* **Work to do**: Pull out every line from the one containing "Target: shaggy mane" through the end of the data, both ends included, and reproduce them character for character.

* **Task input**:
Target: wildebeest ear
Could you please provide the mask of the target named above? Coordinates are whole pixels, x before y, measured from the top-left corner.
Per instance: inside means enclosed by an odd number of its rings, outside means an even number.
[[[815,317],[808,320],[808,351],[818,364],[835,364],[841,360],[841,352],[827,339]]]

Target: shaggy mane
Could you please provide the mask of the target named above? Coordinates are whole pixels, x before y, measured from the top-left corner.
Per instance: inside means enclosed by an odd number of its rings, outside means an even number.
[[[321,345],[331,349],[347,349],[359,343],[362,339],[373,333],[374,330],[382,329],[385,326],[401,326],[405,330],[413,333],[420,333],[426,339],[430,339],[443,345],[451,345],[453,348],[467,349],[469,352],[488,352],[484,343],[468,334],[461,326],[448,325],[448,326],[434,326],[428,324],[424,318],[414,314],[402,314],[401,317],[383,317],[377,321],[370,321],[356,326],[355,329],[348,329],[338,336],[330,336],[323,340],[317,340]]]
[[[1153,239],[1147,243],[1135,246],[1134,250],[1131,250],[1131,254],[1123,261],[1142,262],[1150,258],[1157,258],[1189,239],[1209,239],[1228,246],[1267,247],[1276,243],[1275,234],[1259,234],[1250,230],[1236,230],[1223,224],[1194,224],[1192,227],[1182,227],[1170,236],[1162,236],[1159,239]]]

* **Result of the task**:
Target: shaggy mane
Could you please provide the mask of the target named above? Coordinates are whole pixels, x before y, measured from the top-left corner.
Per instance: inside means enclosed by an odd number of its rings, outside means an even number.
[[[321,345],[331,349],[347,349],[359,343],[362,339],[373,333],[374,330],[382,329],[385,326],[401,326],[405,330],[413,333],[420,333],[426,339],[430,339],[443,345],[451,345],[453,348],[467,349],[469,352],[488,352],[484,343],[468,334],[461,326],[448,325],[448,326],[434,326],[428,324],[424,318],[414,314],[402,314],[401,317],[383,317],[377,321],[370,321],[356,326],[355,329],[348,329],[338,336],[330,336],[323,340],[317,340]]]
[[[1153,239],[1147,243],[1135,246],[1134,250],[1131,250],[1131,254],[1123,261],[1142,262],[1150,258],[1157,258],[1189,239],[1209,239],[1228,246],[1267,247],[1276,243],[1275,234],[1259,234],[1250,230],[1236,230],[1223,224],[1194,224],[1192,227],[1182,227],[1170,236],[1162,236],[1159,239]]]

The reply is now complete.